Task brief - Everything from the line that holds "Can you find the girl's arm" through the end of the data below should be output exactly, both ends included.
# Start of Extracted information
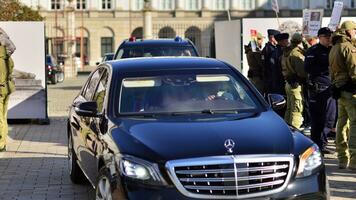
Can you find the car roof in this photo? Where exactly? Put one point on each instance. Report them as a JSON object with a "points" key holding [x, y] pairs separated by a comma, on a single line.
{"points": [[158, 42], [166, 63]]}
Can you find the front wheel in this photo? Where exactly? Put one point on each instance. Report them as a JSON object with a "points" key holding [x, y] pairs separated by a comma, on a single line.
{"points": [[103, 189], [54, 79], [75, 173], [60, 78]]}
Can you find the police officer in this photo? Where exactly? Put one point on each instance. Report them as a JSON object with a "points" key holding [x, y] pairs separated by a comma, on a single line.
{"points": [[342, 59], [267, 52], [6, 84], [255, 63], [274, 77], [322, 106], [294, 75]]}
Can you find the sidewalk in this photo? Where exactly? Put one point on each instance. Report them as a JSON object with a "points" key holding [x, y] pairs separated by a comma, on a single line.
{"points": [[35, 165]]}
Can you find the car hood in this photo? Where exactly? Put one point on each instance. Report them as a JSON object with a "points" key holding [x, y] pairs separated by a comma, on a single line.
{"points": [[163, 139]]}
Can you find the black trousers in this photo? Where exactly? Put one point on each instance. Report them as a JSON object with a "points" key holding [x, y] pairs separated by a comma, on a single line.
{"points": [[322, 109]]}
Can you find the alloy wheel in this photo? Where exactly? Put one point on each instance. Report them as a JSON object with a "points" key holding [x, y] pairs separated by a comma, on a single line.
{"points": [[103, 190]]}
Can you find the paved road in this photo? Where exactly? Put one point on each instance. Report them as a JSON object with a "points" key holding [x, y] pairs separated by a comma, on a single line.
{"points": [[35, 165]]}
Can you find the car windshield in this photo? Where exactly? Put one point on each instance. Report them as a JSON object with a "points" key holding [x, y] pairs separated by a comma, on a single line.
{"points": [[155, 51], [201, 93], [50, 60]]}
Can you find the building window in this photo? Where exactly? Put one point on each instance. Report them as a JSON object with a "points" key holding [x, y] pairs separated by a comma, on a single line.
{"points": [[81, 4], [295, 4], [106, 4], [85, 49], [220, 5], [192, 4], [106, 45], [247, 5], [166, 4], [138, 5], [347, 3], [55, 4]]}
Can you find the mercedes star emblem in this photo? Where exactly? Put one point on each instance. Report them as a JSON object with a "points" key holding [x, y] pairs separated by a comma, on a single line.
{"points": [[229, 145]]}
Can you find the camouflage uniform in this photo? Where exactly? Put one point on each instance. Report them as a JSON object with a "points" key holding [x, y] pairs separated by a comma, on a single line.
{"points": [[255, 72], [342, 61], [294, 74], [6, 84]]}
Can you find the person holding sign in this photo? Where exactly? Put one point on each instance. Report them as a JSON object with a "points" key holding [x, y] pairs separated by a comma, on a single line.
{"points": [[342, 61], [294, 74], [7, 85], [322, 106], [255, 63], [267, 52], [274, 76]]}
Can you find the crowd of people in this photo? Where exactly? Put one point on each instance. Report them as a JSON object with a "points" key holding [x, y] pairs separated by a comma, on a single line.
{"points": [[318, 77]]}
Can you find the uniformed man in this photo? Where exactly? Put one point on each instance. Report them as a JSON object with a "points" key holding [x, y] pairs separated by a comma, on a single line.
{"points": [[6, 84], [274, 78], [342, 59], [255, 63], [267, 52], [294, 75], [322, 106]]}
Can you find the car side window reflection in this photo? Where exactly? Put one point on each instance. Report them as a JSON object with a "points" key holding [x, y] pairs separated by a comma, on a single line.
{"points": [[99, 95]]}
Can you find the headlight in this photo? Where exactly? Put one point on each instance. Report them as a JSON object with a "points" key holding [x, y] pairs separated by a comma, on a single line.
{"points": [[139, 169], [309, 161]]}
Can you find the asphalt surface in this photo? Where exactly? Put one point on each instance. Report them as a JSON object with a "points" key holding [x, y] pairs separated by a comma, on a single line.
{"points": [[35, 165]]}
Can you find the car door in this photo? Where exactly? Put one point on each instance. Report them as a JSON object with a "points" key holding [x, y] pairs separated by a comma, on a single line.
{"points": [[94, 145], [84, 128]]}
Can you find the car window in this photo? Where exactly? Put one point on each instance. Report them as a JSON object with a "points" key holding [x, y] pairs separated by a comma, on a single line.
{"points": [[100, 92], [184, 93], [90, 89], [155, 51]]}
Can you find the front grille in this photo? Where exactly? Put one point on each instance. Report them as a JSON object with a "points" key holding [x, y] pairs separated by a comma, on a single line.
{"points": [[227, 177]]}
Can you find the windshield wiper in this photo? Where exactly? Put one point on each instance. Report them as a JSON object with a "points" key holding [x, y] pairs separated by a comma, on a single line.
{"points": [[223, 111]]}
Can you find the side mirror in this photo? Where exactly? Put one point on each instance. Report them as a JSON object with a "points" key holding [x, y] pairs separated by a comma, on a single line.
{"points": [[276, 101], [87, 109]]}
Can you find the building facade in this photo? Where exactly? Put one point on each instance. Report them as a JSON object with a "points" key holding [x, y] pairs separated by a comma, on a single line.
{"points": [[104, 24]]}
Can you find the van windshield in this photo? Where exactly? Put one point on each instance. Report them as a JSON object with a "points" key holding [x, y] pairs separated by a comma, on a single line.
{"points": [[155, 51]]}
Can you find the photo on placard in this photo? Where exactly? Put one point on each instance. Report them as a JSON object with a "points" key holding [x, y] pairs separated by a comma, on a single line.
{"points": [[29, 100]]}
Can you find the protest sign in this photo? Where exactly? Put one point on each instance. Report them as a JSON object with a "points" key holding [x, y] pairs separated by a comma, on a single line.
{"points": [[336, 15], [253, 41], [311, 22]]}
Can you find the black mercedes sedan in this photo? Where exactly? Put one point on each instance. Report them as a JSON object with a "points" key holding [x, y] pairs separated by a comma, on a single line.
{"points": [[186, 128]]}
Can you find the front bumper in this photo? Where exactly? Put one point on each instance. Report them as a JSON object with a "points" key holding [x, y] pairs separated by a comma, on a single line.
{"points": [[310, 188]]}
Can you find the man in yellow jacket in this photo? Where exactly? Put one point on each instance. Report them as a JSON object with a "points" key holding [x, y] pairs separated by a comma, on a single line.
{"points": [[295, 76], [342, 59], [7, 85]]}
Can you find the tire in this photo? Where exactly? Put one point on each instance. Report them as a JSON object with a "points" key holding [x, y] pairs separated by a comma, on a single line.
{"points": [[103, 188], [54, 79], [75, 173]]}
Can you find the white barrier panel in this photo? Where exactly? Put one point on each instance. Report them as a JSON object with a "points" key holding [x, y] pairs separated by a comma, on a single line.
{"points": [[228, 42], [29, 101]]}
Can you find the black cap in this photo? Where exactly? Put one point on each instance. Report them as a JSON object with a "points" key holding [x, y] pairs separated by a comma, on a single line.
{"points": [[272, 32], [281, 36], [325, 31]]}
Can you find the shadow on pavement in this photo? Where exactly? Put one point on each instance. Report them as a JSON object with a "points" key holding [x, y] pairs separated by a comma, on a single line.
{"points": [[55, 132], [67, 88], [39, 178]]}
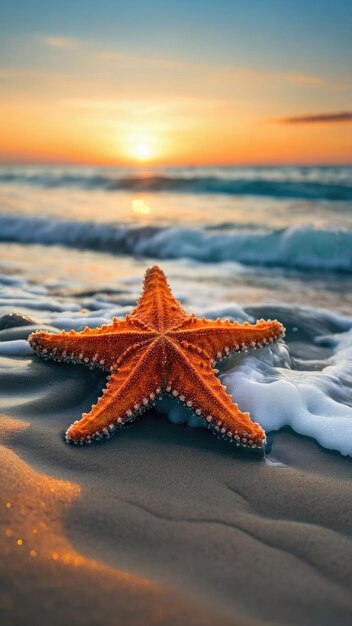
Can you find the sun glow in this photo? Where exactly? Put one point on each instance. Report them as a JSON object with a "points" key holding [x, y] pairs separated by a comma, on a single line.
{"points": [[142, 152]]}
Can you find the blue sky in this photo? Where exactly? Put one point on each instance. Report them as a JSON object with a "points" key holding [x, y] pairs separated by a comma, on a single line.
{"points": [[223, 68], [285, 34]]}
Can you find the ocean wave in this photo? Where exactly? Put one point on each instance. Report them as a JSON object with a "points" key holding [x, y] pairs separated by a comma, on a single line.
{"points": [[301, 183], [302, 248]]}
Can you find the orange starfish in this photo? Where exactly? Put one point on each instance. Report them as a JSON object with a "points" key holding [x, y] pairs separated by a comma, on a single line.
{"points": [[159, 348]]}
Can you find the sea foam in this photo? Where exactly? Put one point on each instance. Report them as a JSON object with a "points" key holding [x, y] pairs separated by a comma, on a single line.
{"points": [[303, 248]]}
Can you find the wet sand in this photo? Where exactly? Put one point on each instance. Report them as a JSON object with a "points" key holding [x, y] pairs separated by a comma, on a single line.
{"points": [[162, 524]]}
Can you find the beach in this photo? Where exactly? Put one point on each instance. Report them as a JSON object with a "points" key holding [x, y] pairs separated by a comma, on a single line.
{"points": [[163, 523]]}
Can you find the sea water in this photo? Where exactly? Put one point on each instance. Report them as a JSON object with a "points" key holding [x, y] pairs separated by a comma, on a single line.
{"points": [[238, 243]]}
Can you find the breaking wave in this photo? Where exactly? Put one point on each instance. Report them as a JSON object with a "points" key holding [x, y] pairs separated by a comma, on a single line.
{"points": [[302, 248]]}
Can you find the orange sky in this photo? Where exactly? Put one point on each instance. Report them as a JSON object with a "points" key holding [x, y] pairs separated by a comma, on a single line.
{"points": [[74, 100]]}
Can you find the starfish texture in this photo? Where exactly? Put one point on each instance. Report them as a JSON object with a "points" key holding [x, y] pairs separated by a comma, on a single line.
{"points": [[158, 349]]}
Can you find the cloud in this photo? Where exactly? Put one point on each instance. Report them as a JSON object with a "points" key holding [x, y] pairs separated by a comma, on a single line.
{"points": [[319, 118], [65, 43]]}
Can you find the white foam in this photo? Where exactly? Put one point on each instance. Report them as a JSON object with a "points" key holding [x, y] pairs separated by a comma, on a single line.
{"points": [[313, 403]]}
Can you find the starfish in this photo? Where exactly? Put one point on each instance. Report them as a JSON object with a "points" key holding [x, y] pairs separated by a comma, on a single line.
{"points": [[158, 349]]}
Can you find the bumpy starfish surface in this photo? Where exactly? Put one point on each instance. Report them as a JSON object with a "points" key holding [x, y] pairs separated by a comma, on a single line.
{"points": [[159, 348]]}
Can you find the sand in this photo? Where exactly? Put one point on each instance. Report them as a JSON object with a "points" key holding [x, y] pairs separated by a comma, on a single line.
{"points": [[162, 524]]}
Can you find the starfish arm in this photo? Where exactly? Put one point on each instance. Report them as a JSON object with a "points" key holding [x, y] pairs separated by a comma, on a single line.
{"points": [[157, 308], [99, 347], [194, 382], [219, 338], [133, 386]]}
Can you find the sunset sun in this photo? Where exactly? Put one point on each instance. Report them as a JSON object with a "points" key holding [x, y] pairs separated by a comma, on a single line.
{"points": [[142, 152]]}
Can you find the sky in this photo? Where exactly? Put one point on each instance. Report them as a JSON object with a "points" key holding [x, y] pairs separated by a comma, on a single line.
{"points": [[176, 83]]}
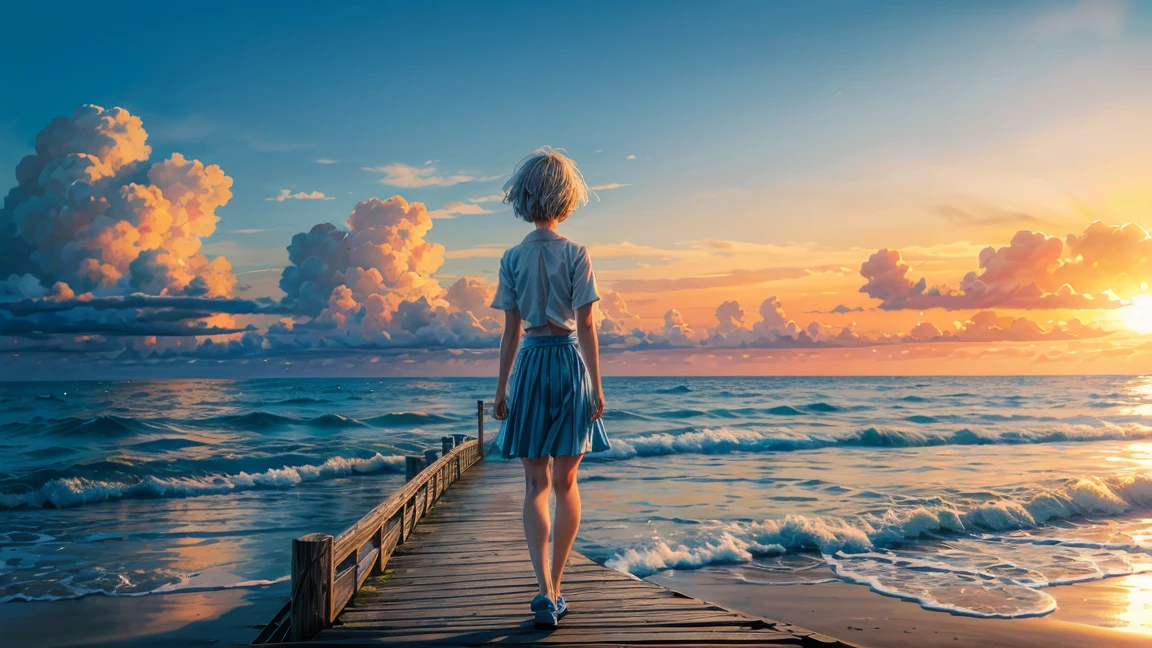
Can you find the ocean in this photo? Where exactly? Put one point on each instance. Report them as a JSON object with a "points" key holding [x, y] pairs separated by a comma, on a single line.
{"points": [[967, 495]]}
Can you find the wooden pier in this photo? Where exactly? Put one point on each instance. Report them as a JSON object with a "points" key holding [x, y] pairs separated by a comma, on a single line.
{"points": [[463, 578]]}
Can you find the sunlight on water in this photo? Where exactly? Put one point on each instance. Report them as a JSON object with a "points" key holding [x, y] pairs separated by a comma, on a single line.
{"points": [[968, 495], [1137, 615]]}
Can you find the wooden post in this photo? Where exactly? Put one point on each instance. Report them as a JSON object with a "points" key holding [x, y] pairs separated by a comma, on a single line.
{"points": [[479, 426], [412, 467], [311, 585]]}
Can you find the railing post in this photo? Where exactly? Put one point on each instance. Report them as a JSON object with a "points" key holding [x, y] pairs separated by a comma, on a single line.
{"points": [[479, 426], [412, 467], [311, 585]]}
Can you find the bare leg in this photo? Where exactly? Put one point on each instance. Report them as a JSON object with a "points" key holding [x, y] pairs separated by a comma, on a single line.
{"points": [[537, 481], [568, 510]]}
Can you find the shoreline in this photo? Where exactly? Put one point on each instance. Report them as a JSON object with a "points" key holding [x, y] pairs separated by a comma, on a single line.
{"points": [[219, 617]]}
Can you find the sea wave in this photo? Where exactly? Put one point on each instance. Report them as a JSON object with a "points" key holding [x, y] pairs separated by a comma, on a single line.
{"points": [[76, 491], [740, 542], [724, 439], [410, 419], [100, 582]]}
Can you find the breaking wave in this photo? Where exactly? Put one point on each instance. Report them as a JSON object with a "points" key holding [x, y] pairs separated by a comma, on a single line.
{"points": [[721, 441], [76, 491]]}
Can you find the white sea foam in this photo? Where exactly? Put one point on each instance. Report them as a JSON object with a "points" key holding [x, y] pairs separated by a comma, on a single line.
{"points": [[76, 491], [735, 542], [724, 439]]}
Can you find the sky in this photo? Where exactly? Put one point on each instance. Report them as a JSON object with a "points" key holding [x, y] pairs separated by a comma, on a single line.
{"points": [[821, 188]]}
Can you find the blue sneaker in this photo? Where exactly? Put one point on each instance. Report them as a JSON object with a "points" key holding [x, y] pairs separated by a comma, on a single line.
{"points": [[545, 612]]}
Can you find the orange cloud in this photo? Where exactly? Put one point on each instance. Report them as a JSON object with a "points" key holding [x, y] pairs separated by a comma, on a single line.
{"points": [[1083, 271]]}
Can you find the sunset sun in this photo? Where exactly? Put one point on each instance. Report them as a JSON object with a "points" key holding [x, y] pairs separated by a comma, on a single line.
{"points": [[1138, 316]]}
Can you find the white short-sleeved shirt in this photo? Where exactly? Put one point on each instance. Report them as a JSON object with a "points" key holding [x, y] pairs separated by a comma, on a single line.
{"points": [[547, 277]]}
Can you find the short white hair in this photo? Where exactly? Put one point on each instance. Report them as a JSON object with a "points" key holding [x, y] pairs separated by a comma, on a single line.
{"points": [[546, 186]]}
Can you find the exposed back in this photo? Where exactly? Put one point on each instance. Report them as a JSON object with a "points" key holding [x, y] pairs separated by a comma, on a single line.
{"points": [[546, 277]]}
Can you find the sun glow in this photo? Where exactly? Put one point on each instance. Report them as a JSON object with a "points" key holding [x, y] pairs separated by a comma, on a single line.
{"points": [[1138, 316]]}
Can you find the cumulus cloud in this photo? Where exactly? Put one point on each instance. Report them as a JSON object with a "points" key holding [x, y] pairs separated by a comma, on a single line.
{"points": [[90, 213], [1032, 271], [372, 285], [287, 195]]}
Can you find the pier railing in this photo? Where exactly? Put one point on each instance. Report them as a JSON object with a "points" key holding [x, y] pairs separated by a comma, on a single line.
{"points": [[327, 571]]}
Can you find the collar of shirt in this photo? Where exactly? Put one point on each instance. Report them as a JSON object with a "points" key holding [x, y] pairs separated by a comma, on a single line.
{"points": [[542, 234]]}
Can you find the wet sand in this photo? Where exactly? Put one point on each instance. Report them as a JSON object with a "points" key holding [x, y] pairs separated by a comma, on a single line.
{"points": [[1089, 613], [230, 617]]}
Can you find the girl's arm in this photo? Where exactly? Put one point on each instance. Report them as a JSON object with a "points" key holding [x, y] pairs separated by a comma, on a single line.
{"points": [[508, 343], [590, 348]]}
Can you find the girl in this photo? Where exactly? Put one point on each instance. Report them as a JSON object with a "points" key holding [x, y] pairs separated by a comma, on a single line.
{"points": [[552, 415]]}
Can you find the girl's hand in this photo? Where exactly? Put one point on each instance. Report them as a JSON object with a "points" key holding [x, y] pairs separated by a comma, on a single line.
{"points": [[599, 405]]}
# End of Extracted information
Problem solution -
Can you find the girl's arm in this photo? Where exactly? Put one point on each instance. Report them as a JSON object with a "points" key holding [x, y] pairs separated by a comma, on a single line.
{"points": [[508, 343], [590, 348]]}
Can you find the girl in this photo? Where exactly? Put one point on each instance. Report them as a JSON object with a "points" key holding [x, y] pairs separated by a comma, on a single line.
{"points": [[552, 415]]}
Can you find the girl's hand in this photo? Where exactly? Put one point on each instance. Report them as a JSON object with a "points" key holding [x, y] pairs separated by a comma, on a single line.
{"points": [[599, 405]]}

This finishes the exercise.